* [AIM] Find the line containing "Practice. Find the football", then return it and every line after it through the end of the records, exactly. Leave out pictures.
○ ○ ○ ○ ○
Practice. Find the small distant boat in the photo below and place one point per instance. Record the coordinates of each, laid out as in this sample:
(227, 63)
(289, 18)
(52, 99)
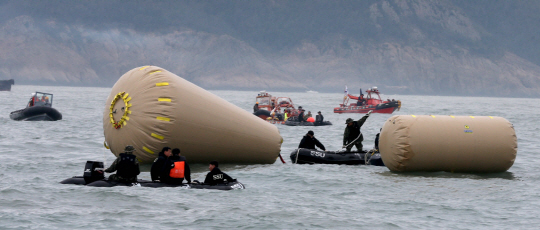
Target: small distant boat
(371, 102)
(39, 108)
(273, 109)
(5, 85)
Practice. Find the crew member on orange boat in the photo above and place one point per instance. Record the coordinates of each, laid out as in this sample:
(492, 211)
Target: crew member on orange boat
(287, 114)
(256, 107)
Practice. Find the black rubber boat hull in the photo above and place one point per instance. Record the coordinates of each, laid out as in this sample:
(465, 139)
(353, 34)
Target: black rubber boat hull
(79, 180)
(36, 113)
(312, 156)
(306, 123)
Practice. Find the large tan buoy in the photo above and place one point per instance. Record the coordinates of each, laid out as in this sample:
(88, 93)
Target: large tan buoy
(150, 108)
(411, 143)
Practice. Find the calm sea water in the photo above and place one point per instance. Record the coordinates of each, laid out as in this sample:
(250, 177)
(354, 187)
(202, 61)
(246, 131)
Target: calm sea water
(35, 156)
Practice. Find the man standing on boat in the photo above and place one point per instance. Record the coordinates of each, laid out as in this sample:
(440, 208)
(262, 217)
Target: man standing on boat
(300, 117)
(352, 135)
(256, 107)
(319, 118)
(126, 167)
(309, 142)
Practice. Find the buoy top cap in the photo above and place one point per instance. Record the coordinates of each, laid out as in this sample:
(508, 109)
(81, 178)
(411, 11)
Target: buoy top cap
(129, 149)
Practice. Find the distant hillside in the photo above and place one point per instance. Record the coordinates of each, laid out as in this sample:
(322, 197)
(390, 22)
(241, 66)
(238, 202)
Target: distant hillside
(417, 47)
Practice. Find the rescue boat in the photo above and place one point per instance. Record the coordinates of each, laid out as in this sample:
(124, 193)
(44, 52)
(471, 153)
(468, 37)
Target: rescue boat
(313, 156)
(371, 102)
(39, 108)
(275, 110)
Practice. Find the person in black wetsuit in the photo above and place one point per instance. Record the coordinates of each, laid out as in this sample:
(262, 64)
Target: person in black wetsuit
(309, 142)
(126, 166)
(159, 163)
(377, 140)
(256, 107)
(176, 169)
(352, 135)
(216, 176)
(301, 116)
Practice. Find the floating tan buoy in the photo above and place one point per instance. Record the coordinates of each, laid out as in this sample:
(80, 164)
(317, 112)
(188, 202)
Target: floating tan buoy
(411, 143)
(151, 108)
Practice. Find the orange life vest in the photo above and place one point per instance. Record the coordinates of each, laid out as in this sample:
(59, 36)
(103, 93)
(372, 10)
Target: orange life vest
(178, 170)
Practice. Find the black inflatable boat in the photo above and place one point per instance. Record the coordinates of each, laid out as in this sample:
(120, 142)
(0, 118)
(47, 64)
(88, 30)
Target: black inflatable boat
(92, 178)
(306, 123)
(312, 156)
(39, 108)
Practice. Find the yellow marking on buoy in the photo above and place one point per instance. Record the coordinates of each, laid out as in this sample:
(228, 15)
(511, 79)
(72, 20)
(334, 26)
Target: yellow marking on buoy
(157, 136)
(148, 150)
(163, 119)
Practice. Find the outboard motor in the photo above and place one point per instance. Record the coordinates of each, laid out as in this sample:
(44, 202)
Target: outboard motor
(90, 171)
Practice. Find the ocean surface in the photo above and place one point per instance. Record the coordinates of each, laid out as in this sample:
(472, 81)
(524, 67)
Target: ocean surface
(36, 156)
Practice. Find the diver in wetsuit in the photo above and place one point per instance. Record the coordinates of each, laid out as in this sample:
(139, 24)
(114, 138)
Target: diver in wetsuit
(159, 163)
(176, 169)
(309, 142)
(352, 135)
(126, 167)
(319, 118)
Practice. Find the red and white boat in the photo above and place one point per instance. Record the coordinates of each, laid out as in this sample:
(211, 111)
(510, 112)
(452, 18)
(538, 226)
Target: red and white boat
(370, 102)
(275, 109)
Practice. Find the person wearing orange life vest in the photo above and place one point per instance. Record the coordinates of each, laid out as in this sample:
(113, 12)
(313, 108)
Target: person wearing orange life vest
(216, 176)
(176, 169)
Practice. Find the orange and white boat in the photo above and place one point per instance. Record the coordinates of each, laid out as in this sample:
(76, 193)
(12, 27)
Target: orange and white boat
(371, 102)
(275, 110)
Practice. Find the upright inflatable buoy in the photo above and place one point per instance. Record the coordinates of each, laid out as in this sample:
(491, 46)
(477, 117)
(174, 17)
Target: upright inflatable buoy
(411, 143)
(150, 108)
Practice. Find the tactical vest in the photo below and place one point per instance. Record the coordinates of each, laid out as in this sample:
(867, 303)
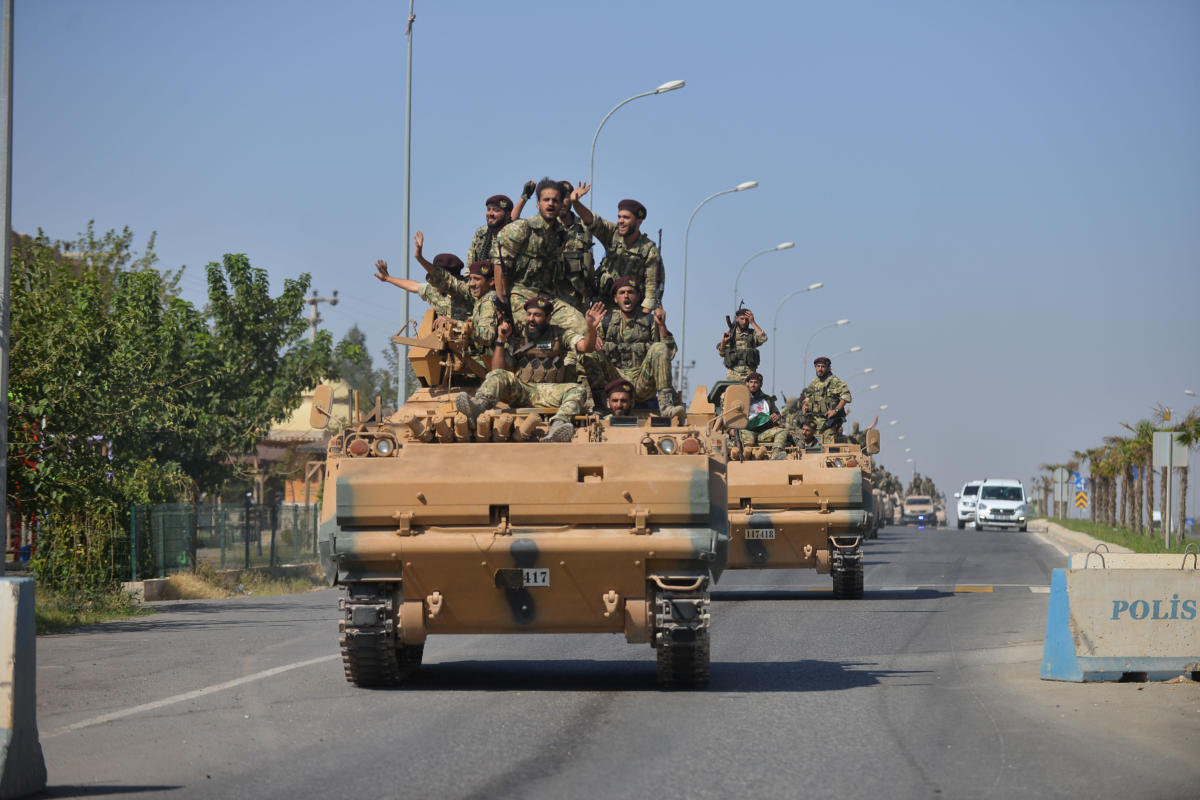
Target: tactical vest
(544, 360)
(627, 354)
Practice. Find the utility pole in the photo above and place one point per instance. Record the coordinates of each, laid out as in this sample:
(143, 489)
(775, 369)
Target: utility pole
(315, 317)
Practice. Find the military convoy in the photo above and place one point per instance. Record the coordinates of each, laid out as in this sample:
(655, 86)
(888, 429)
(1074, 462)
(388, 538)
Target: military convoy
(435, 525)
(808, 511)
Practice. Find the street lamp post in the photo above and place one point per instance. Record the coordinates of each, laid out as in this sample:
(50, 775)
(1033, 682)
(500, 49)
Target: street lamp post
(683, 317)
(786, 245)
(805, 373)
(671, 85)
(774, 326)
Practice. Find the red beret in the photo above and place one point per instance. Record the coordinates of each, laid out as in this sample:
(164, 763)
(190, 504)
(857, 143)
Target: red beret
(624, 282)
(539, 302)
(634, 208)
(618, 385)
(485, 269)
(448, 262)
(499, 202)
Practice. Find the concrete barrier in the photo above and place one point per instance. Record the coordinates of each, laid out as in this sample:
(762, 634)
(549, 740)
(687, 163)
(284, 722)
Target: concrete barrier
(1114, 615)
(22, 767)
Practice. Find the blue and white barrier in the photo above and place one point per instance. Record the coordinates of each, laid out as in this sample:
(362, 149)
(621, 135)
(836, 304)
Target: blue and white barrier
(22, 767)
(1113, 614)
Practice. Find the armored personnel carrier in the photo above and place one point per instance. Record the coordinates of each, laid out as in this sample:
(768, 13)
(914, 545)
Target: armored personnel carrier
(808, 511)
(433, 525)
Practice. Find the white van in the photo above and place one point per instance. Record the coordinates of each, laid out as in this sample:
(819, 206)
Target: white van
(1001, 504)
(967, 498)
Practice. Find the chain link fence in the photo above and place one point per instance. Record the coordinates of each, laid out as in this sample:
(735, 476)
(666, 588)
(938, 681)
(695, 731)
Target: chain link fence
(227, 536)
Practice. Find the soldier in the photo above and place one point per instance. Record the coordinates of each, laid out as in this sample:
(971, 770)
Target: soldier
(629, 253)
(739, 346)
(635, 346)
(544, 358)
(478, 289)
(528, 254)
(618, 397)
(498, 212)
(826, 400)
(766, 426)
(443, 304)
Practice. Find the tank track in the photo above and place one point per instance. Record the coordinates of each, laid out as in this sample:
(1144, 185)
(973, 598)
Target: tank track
(846, 567)
(681, 637)
(373, 653)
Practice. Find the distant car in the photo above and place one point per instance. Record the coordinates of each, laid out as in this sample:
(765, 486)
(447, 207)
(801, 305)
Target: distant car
(967, 498)
(918, 510)
(1002, 505)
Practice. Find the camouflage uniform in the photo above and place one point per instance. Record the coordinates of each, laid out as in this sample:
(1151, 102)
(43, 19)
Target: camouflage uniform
(640, 262)
(550, 356)
(483, 313)
(532, 253)
(763, 432)
(822, 397)
(631, 350)
(742, 354)
(576, 281)
(445, 305)
(480, 248)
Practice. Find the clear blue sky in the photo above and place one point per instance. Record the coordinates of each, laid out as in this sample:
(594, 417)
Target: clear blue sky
(1002, 197)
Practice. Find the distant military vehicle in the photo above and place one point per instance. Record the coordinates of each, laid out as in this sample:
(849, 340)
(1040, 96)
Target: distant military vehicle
(809, 511)
(435, 525)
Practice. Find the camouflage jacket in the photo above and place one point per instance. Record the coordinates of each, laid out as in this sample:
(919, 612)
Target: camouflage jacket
(447, 305)
(822, 396)
(627, 341)
(532, 251)
(743, 350)
(576, 276)
(483, 313)
(641, 262)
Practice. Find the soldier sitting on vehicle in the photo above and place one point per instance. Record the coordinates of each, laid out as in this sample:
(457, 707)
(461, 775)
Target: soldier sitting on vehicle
(618, 397)
(442, 302)
(635, 346)
(766, 423)
(739, 346)
(537, 368)
(826, 398)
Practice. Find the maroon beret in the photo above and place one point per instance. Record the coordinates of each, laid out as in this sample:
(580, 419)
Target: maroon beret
(634, 208)
(485, 269)
(499, 200)
(539, 302)
(449, 262)
(618, 385)
(619, 283)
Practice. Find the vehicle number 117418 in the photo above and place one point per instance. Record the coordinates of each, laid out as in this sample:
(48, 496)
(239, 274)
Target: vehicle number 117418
(537, 576)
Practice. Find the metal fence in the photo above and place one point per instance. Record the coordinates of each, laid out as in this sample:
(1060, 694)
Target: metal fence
(227, 536)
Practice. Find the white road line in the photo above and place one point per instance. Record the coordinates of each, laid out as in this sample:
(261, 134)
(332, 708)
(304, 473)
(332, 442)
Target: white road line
(187, 696)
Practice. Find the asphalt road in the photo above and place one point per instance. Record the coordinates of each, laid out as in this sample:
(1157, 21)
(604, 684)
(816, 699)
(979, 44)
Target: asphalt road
(928, 687)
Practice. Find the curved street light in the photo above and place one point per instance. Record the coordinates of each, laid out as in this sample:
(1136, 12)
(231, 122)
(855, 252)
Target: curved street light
(683, 313)
(774, 325)
(786, 245)
(804, 380)
(671, 85)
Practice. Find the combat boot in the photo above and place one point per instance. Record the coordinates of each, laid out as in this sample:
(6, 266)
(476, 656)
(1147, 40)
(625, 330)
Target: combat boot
(559, 431)
(473, 405)
(669, 405)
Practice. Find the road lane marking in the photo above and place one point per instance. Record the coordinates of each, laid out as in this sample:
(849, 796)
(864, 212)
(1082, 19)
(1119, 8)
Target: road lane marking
(187, 696)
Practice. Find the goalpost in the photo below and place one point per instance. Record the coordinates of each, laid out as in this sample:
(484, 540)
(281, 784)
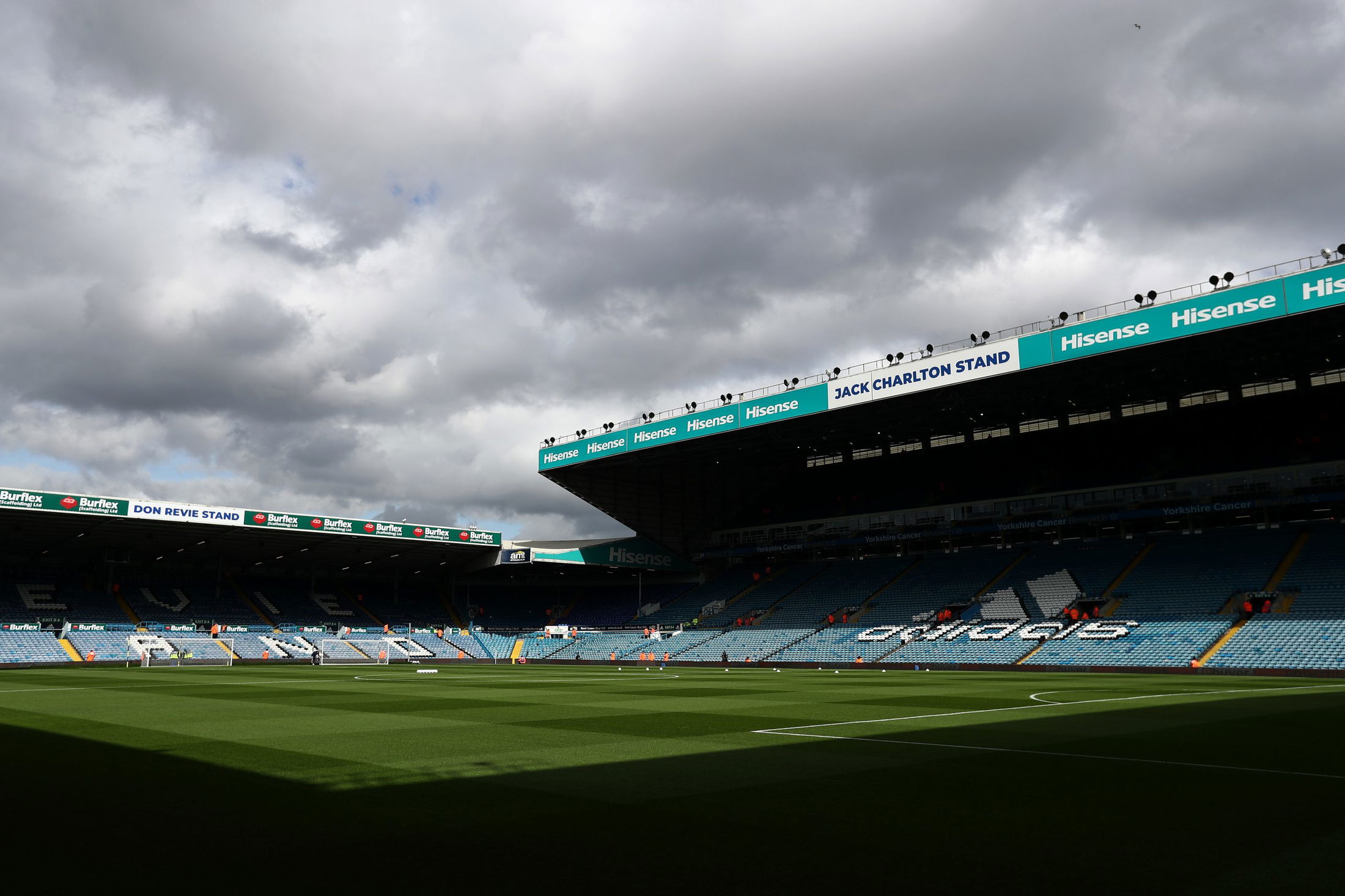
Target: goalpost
(354, 653)
(179, 653)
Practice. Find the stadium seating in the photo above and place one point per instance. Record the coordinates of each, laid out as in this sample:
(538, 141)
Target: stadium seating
(1192, 576)
(934, 582)
(724, 587)
(31, 647)
(175, 600)
(765, 593)
(742, 645)
(1171, 609)
(839, 584)
(1164, 642)
(1266, 642)
(30, 593)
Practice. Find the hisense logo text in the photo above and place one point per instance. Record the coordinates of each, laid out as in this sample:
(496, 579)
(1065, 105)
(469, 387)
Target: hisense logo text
(767, 411)
(604, 446)
(1322, 288)
(709, 423)
(1115, 334)
(1234, 309)
(623, 556)
(655, 433)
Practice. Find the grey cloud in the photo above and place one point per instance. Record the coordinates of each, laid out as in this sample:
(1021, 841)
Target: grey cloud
(286, 245)
(359, 264)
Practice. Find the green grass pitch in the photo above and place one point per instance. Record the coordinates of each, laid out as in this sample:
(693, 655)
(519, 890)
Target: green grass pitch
(665, 780)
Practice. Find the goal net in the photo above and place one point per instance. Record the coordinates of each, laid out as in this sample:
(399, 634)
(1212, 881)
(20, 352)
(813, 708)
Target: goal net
(177, 653)
(354, 653)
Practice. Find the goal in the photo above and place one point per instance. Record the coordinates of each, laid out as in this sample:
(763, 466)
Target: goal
(179, 653)
(354, 653)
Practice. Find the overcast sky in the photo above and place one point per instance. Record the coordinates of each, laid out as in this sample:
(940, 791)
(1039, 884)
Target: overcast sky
(359, 257)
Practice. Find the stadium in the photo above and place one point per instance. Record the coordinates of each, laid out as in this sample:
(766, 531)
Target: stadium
(1095, 557)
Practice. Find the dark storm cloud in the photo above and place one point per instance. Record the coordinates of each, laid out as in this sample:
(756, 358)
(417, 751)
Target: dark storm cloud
(370, 256)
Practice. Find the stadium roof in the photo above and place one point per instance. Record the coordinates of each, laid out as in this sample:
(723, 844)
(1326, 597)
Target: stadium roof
(681, 491)
(75, 526)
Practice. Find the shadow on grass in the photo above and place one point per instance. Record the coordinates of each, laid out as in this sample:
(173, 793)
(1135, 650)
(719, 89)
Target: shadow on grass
(790, 814)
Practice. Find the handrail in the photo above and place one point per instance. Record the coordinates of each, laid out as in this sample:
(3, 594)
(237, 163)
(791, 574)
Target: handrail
(1177, 293)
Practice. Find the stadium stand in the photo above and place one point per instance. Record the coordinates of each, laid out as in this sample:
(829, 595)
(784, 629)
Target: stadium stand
(31, 647)
(844, 584)
(934, 582)
(1193, 576)
(724, 587)
(1173, 642)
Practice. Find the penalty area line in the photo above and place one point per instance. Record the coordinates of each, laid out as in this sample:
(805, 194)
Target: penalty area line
(1045, 704)
(1058, 755)
(507, 677)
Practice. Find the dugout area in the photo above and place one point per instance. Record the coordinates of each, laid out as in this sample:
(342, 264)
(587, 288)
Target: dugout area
(530, 777)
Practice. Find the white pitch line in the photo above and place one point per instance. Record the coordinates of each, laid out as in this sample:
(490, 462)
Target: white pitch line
(1047, 752)
(270, 681)
(572, 678)
(1043, 705)
(193, 684)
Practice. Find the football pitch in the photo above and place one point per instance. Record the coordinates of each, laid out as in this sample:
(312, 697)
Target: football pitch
(697, 777)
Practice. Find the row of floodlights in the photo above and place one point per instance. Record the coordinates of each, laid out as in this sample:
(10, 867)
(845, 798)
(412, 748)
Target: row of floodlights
(1141, 298)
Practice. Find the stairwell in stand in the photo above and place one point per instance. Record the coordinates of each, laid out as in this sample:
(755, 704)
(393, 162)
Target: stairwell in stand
(1219, 644)
(771, 609)
(1288, 562)
(252, 606)
(1110, 609)
(125, 607)
(1004, 572)
(868, 603)
(1024, 658)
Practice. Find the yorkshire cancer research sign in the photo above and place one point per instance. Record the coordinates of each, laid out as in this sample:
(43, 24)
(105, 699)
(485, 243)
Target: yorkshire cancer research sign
(1218, 310)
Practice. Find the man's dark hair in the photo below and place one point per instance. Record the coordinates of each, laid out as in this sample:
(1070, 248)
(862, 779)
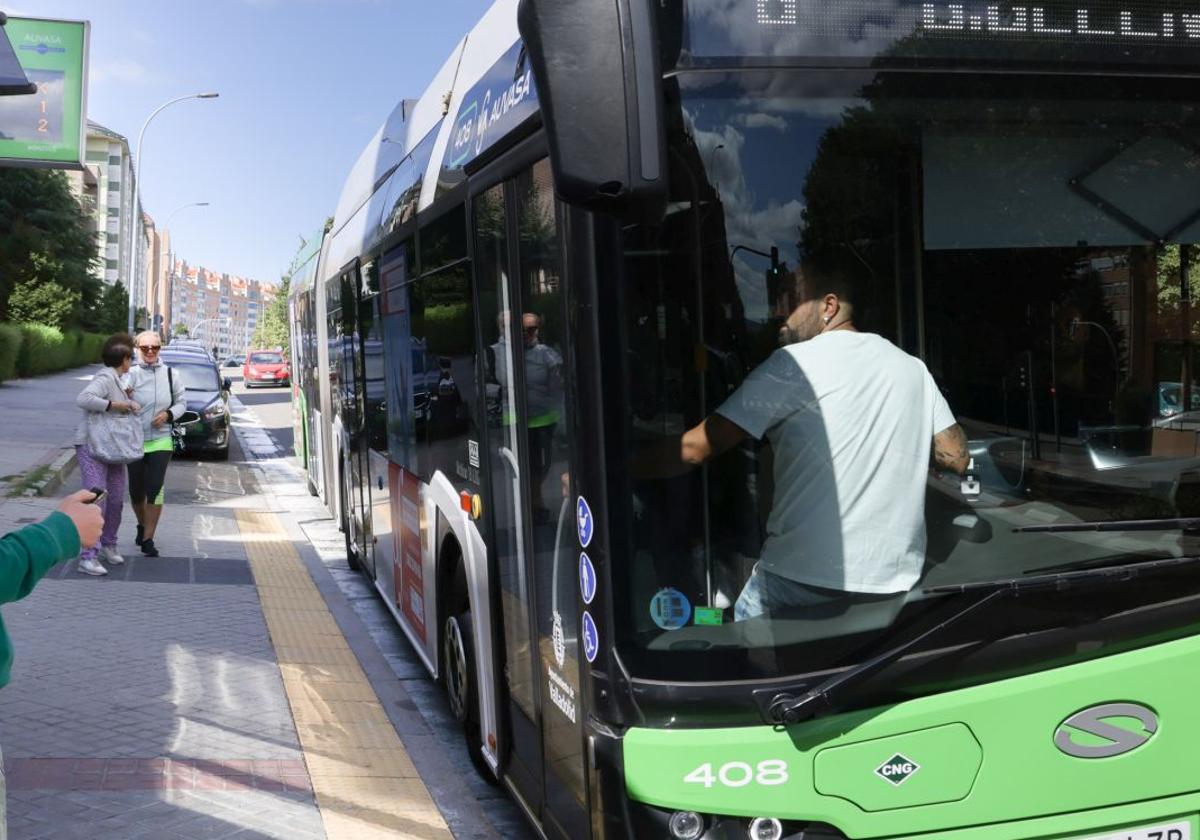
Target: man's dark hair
(117, 349)
(813, 281)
○ ○ ○ ○ ○
* [ANSWER TO THIS EXERCISE]
Practice. Find the football pitch in the photo above and place one point per instance. Record the coordinates of each, laid out as in this sample:
(312, 697)
Target: football pitch
(697, 777)
Practice. Find the row of floodlights in the photo above and place one point per instance. Record the coordinates of each, laid out as in this sample:
(10, 867)
(845, 798)
(412, 748)
Target: row of floodlights
(1141, 298)
Practice. Find the stairwell in stand in the photo above and place one point per instance. Record the coordinates of each, laid out as in this sample:
(755, 704)
(393, 162)
Target: stairwell in stand
(1219, 644)
(771, 609)
(1288, 562)
(252, 606)
(1110, 609)
(125, 607)
(1004, 572)
(868, 603)
(1024, 658)
Practice. Find the yorkshire cancer research sign in the photo above and place one point per instance. Record the coordinates of each, laid out as in this sample:
(43, 24)
(105, 699)
(485, 243)
Target: yorkshire cancer research sign
(1218, 310)
Practice. Find the man's dark hair in the photo below and place one point per instance. Record the coordinates of each, laid out as in this sample:
(1070, 248)
(862, 779)
Target: man's dark hair
(117, 349)
(813, 281)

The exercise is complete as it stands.